> **Task**: Please switch "brake light" to "tail light" in the listing lines starting with the line containing "Where can the red heavy" and going on through the end of the listing. Return only those lines, otherwise unchanged and without the pictures.

> **Location labeling listing**:
==============================

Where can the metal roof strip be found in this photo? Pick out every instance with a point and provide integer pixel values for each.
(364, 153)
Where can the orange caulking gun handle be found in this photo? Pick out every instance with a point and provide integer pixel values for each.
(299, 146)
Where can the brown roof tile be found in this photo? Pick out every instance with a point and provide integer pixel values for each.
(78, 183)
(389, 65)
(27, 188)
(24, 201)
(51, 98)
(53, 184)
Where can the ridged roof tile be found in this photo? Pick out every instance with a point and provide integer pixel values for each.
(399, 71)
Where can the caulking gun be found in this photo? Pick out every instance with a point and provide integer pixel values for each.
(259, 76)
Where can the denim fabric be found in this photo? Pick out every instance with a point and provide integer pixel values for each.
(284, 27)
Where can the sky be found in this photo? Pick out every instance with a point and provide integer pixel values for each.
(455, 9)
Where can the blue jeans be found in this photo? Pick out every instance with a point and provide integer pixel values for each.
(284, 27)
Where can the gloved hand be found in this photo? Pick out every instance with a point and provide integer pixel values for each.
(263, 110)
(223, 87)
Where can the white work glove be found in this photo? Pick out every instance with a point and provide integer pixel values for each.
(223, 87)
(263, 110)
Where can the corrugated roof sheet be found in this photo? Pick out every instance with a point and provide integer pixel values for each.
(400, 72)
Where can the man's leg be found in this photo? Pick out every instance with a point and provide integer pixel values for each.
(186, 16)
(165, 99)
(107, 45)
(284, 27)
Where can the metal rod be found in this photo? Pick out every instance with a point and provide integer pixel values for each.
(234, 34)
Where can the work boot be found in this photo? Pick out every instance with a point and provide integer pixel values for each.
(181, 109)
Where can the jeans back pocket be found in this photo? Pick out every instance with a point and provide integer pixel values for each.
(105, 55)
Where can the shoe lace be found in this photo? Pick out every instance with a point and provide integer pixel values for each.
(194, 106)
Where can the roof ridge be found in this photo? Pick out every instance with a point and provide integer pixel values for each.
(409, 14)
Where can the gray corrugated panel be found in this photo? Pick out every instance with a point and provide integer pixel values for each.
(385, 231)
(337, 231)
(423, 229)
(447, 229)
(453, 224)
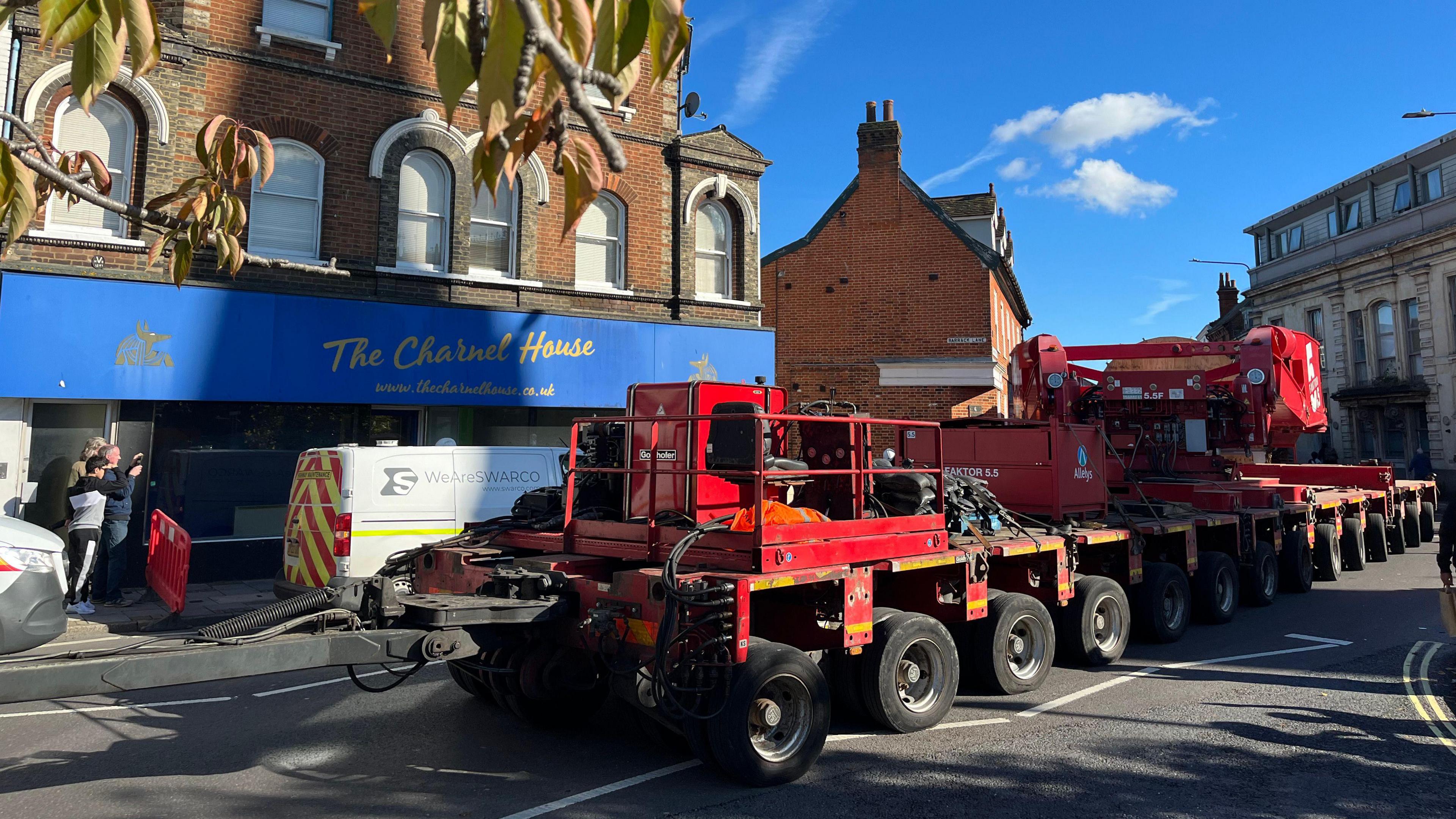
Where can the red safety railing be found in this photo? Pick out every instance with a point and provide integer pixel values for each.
(169, 556)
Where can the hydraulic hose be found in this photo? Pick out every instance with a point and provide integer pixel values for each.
(271, 614)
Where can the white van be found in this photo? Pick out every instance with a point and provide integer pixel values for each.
(353, 506)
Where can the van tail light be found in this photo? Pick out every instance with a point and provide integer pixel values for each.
(343, 534)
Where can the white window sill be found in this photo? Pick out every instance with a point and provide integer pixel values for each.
(85, 237)
(717, 299)
(602, 290)
(328, 47)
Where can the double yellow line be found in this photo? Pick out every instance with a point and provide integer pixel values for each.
(1426, 703)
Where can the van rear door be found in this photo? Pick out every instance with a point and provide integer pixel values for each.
(314, 505)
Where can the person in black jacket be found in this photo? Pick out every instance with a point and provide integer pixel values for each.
(88, 502)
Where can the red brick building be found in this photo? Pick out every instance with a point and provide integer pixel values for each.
(899, 302)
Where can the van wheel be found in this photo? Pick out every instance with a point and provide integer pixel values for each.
(1327, 553)
(1376, 549)
(1215, 588)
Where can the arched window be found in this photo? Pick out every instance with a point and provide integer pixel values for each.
(714, 251)
(493, 231)
(284, 215)
(424, 206)
(601, 238)
(111, 135)
(1387, 365)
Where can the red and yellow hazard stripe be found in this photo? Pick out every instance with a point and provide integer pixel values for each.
(312, 509)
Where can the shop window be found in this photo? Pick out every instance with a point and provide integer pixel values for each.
(1387, 365)
(1360, 369)
(309, 18)
(283, 219)
(1411, 312)
(601, 238)
(111, 133)
(424, 202)
(494, 229)
(714, 251)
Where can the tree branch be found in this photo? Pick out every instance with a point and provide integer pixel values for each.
(571, 78)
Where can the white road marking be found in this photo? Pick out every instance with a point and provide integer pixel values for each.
(292, 689)
(133, 707)
(603, 791)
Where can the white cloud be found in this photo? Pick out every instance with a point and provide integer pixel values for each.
(774, 49)
(1018, 169)
(1106, 184)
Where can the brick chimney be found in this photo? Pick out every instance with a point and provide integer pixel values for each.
(1228, 293)
(880, 142)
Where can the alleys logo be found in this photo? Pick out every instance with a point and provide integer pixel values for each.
(400, 482)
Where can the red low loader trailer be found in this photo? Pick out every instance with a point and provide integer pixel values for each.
(1145, 468)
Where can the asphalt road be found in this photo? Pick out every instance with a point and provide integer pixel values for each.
(1329, 729)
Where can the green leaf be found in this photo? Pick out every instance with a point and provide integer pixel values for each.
(97, 56)
(63, 22)
(496, 95)
(667, 36)
(582, 171)
(453, 67)
(143, 36)
(383, 18)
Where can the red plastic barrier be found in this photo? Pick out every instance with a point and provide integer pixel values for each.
(169, 556)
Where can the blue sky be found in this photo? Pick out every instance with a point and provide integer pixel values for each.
(1123, 139)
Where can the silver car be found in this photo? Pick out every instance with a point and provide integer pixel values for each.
(33, 586)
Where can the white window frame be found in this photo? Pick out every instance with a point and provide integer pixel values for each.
(447, 174)
(621, 241)
(124, 193)
(726, 254)
(318, 229)
(513, 229)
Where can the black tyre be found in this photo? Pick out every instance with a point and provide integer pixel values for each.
(1296, 570)
(1411, 525)
(1260, 581)
(1161, 604)
(1352, 544)
(775, 719)
(1215, 588)
(1327, 553)
(910, 674)
(1015, 645)
(1376, 547)
(1094, 627)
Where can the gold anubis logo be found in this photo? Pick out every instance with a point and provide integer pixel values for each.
(137, 349)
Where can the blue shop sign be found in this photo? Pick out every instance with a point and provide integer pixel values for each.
(67, 337)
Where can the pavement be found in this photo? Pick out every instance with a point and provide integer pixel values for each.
(206, 604)
(1314, 707)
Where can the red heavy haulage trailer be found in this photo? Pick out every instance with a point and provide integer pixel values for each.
(730, 566)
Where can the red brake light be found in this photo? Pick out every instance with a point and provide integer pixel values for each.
(343, 534)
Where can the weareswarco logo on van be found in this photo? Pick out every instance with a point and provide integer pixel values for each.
(400, 482)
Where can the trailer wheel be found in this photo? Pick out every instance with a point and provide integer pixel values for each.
(1161, 604)
(1413, 525)
(1352, 546)
(775, 719)
(1015, 645)
(1094, 627)
(1261, 581)
(1327, 553)
(1215, 588)
(1376, 547)
(1296, 572)
(909, 675)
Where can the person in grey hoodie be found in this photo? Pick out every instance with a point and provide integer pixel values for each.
(88, 502)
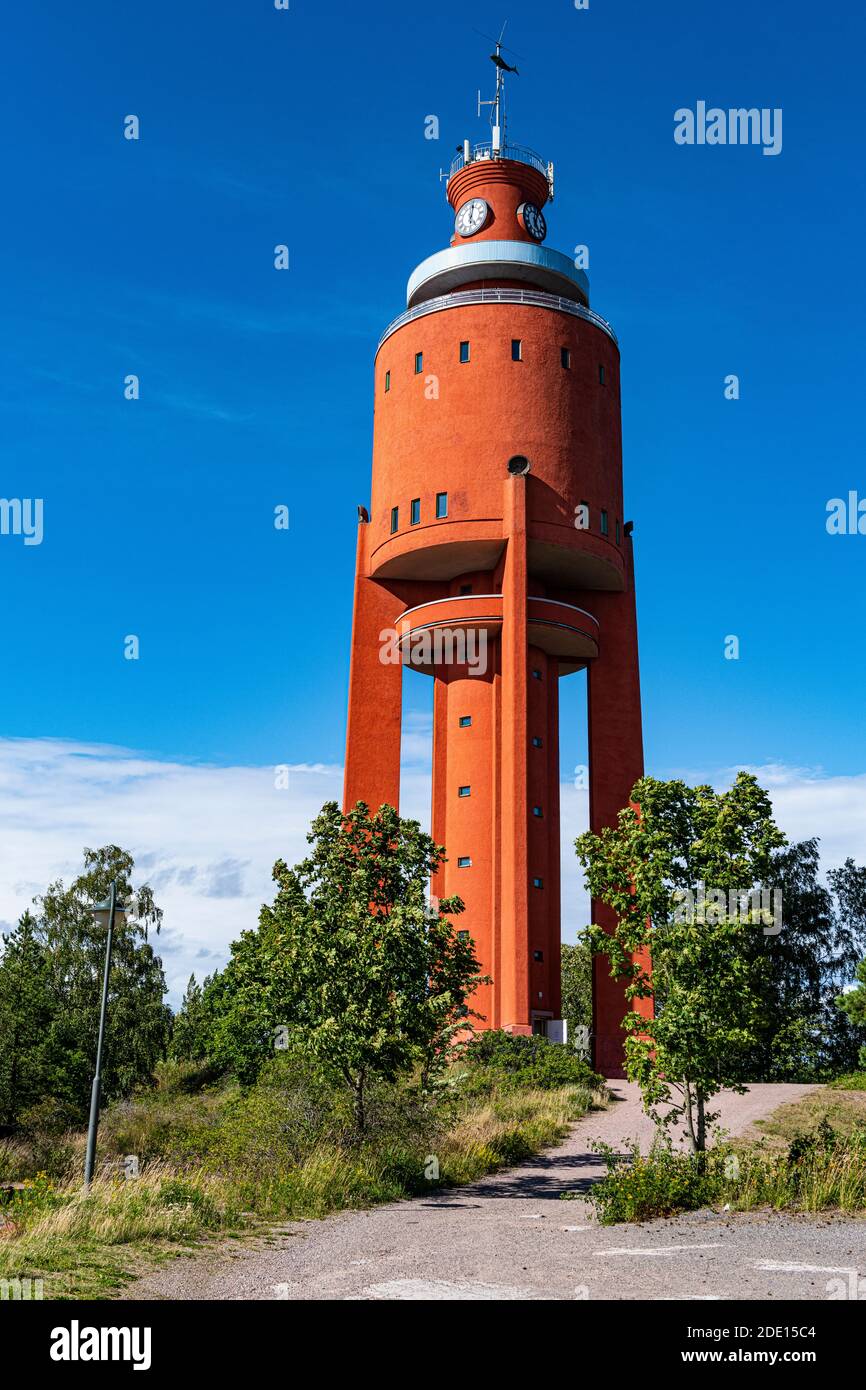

==============================

> **Solution for this exercise**:
Where can the red heavy haulage trailer be found in this photo? Pick out every instance with a point and provide integer pixel values for each.
(730, 566)
Where can the red tail light be found in this photo? Pick out every instance with a point and provide integer pixel values for each.
(343, 534)
Where can the weareswarco logo on van be found in this photo? Pick out every instance with a point and provide integer pixel values for each.
(400, 482)
Where can the trailer wheel be found in this photo? Pick out every instance with a point and provide integer pixel values for each.
(1161, 604)
(1413, 525)
(1352, 546)
(775, 719)
(1015, 645)
(1094, 627)
(1261, 581)
(1327, 553)
(1215, 588)
(1376, 547)
(1296, 572)
(909, 675)
Where can the person in grey hoodie be found in this photo? Pick out every instance with a point and provide integer pixel values for each.
(88, 502)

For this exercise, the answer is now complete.